▸ **Short exercise A**: Reproduce the rows verbatim, beginning with the first line of the rows and running through the line that contains "Trace the outline of every instance of the blurred".
▸ **Short exercise B**: Carry on the passage about the Portman-Cardin bill from the point where it stops.

▸ **Document section**:
The legislation is a revised version of a bill introduced earlier this year by Representatives Rob Portman and Ben Cardin.  As with earlier Portman-Cardin bills, this measure includes both promising and problematic provisions.  Most of the provisions that involve the largest revenue losses, however, represent problematic policy.  At a time when the nation faces substantial budget deficits for the foreseeable future, these provisions would make the deficits still larger, primarily by providing additional tax subsidies to high-income individuals.  Moreover, most of those individuals would likely save without the new tax breaks, and even without additional tax subsidies they tend to be much better prepared for retirement than other Americans with less income and wealth.

According to the Joint Committee on Taxation, the legislation would cost $48 billion over ten years.  This cost is artificially low, however, because some provisions in the bill sunset before the end of the ten-year budget window.  In 2010 alone, the legislation would cost $8.6 billion.  This indicates that the cost of the legislation would likely exceed $100 billion in the second decade it was in effect.

▸ **Task inputs**:
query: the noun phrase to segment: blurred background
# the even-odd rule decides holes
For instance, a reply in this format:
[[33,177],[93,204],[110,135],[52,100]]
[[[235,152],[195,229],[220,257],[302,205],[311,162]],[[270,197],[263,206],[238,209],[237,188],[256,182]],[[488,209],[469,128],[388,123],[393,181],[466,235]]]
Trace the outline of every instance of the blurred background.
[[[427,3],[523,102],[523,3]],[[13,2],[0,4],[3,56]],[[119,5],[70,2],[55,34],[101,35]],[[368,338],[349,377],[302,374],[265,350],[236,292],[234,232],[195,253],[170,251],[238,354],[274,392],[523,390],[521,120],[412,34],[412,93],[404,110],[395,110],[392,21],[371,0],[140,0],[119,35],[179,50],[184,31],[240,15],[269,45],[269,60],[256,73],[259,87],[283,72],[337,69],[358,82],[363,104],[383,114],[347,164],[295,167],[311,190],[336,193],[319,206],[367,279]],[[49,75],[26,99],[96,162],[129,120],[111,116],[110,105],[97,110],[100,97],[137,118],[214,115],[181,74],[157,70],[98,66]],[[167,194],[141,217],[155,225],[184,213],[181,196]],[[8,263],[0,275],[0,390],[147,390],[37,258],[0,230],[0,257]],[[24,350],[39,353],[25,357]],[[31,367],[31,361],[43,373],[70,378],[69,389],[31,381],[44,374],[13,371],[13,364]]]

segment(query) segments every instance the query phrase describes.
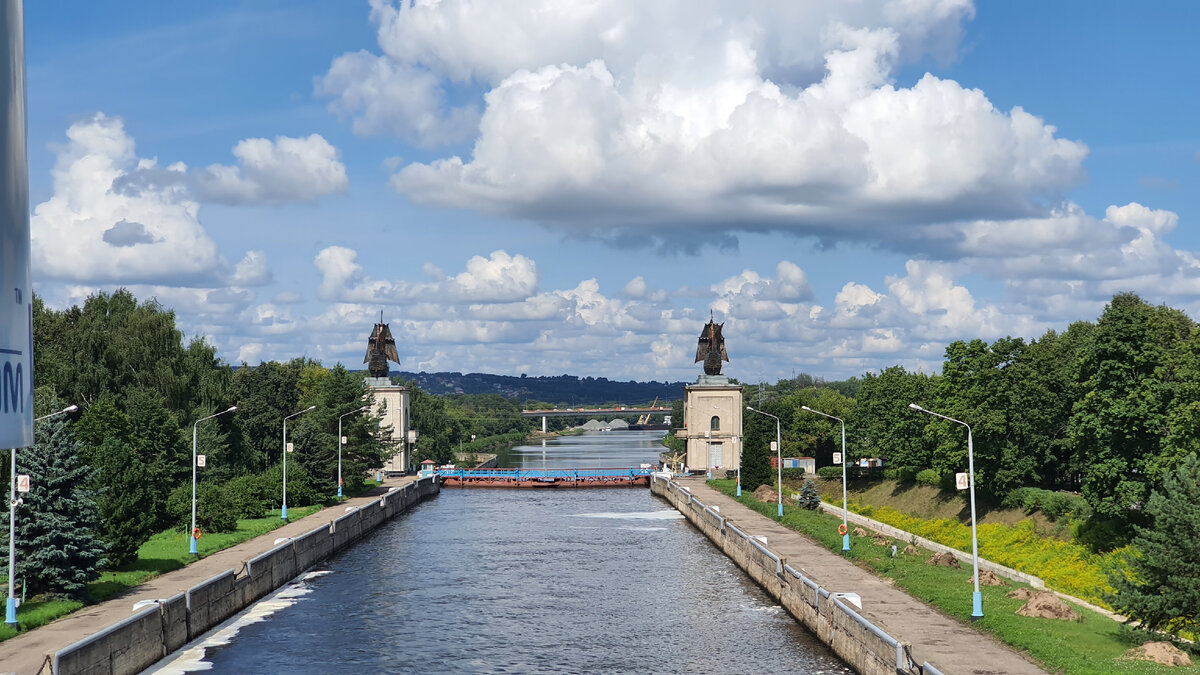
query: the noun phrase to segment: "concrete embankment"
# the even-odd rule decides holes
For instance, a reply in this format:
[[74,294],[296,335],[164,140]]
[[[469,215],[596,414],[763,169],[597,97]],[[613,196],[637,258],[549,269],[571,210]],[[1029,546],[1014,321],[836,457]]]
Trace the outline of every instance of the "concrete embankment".
[[[438,490],[434,478],[422,478],[366,501],[356,500],[358,506],[340,518],[288,537],[245,560],[238,569],[216,573],[58,649],[44,657],[41,673],[139,673]],[[277,536],[266,537],[272,534]]]
[[[703,479],[655,477],[650,491],[683,513],[858,673],[1045,673]],[[858,595],[862,608],[842,596],[846,592]]]

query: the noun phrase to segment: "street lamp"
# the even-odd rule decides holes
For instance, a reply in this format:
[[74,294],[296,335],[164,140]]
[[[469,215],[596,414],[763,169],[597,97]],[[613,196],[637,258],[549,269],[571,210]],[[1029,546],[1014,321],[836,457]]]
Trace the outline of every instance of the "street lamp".
[[738,436],[733,437],[733,452],[738,454],[738,496],[742,496],[742,438]]
[[829,419],[836,419],[841,423],[841,550],[850,550],[850,524],[846,522],[846,420],[832,414],[826,414],[820,411],[815,411],[809,406],[800,406],[800,410],[811,412],[814,414],[820,414],[821,417],[828,417]]
[[197,555],[196,552],[196,428],[200,425],[205,419],[212,419],[214,417],[222,416],[238,410],[238,406],[230,406],[227,411],[221,411],[218,413],[210,414],[208,417],[202,417],[196,420],[192,425],[192,532],[188,534],[187,552]]
[[784,443],[779,438],[779,418],[770,414],[769,412],[762,412],[761,410],[754,410],[746,406],[750,412],[756,412],[758,414],[764,414],[767,417],[775,418],[775,456],[779,467],[779,516],[784,518]]
[[283,418],[283,509],[280,512],[283,520],[288,519],[288,420],[316,408],[317,406],[308,406]]
[[[362,406],[361,408],[352,410],[350,412],[342,413],[337,416],[337,496],[342,496],[342,418],[348,414],[354,414],[356,412],[364,412],[371,406]],[[287,441],[284,441],[287,443]],[[287,452],[287,448],[283,448]]]
[[[79,410],[72,404],[58,412],[43,414],[35,418],[38,423],[43,419],[66,414]],[[17,448],[12,448],[11,471],[8,473],[8,602],[5,605],[4,622],[17,625]]]
[[917,404],[908,404],[908,407],[917,412],[928,412],[934,417],[940,417],[967,428],[967,479],[971,482],[971,568],[974,572],[976,583],[974,593],[971,595],[971,621],[978,621],[983,619],[983,596],[979,595],[979,538],[976,536],[974,518],[974,440],[971,435],[971,425],[961,419],[954,419],[953,417],[946,417],[931,410],[925,410]]

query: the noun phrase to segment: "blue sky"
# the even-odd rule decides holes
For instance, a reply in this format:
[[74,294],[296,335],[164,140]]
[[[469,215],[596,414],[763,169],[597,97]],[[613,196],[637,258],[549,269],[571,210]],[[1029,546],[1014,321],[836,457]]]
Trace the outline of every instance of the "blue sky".
[[[544,5],[544,6],[542,6]],[[1184,2],[28,4],[35,287],[229,362],[934,371],[1198,316]]]

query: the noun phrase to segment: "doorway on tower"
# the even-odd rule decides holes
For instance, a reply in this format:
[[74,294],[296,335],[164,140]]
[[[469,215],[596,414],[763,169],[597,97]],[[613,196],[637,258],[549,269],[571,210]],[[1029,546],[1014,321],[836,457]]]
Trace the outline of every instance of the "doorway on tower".
[[721,452],[725,449],[724,443],[716,443],[709,441],[708,443],[708,468],[714,468],[721,466]]

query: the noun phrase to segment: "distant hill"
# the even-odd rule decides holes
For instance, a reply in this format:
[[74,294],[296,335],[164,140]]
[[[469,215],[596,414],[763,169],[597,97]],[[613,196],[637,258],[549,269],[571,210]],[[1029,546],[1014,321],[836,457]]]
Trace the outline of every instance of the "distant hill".
[[410,380],[431,394],[499,394],[509,399],[545,401],[548,404],[601,405],[649,404],[655,398],[673,401],[683,398],[688,382],[617,382],[605,377],[527,377],[488,375],[486,372],[406,372],[392,371],[394,377]]

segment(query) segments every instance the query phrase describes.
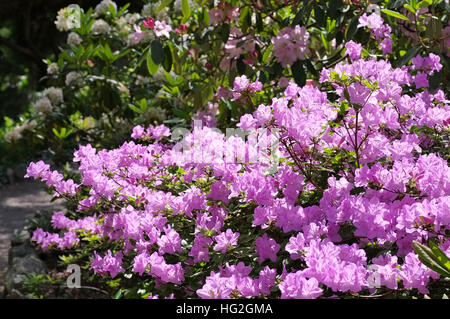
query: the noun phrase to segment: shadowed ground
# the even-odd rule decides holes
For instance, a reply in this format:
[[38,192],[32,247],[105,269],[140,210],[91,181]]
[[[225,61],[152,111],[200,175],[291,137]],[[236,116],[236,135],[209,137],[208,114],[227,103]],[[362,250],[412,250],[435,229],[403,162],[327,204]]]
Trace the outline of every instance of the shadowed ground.
[[0,187],[0,292],[8,267],[8,250],[14,229],[21,228],[36,210],[58,210],[62,201],[50,202],[43,184],[25,181]]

▸ **Task response A**:
query: the noun phrase to segment: blurred background
# the even-odd rule decides holes
For instance, a reply in this format:
[[33,177],[93,204],[110,135],[52,100]]
[[[235,152],[195,229],[220,257],[302,205],[311,162]],[[270,197],[263,206],[238,209],[237,188],[256,182]],[[488,209],[469,128],[388,123],[393,181],[466,235]]]
Trace the outline of every instance of the blurred background.

▸ **Task response B**:
Two of the most costly provisions in the Ways and Means Committee legislation would set a particularly dangerous precedent, because they effectively reduce taxes owed on withdrawals from current 401(k) and Individual Retirement Account (IRA) balances.  Contributions to 401(k)s and traditional IRAs are tax-deductible, and accumulations within the accounts occur on a tax-free basis[4].  The funds are then taxed when they are withdrawn.  Trillions of dollars in revenue are expected to be collected on the withdrawals from these accounts in future decades.[5]  The fact that this expected future revenue is so substantial means that proposals to reduce the taxation of withdrawals from retirement accounts could significantly worsen a long-term fiscal outlook that is already quite bleak.  An analysis by Goldman Sachs earlier this year concluded that “the nation’s long-term budget outlook is terrible, far worse than the official budget projections suggest.”[6]

The single most expensive provision in the bill — costing $24 billion over the next 10 years and more than $4 billion in 2013 alone —  represents an unwise step in the direction of reducing taxes on withdrawals.  It would relax the “minimum distribution” rules that are intended to ensure that tax-advantaged retirement accounts are used primarily to finance retirement needs, rather than for other purposes such as estate planning by wealthy individuals.  Weakening the minimum distribution rules in this manner is unsound, as it would increase the ability of high-income individuals to use the tax preferences associated with pensions to accumulate assets that are not intended to be drawn down during retirement.  In light of the nation’s grim fiscal outlook, this type of tax subsidy to wealthy households is unwarranted.  Another provision of the Ways and Means bill would allow tax-free withdrawals from retirement accounts as long as the withdrawal took the specific form of a lifetime annuity (in which payments are made for as long as the account owner or spouse is alive).  Although possibly well intentioned, this too represents an unwise and unaffordable step toward reducing taxes on withdrawals from accounts that already are tax-advantaged.

In addition, the legislation would accelerate scheduled increases in the amounts that can be contributed to 401(k)s and IRAs.  These proposals would accelerate tax subsidies to upper-income households who least need additional help in preparing for retirement, while providing little or no benefit to the majority of families struggling to save for retirement.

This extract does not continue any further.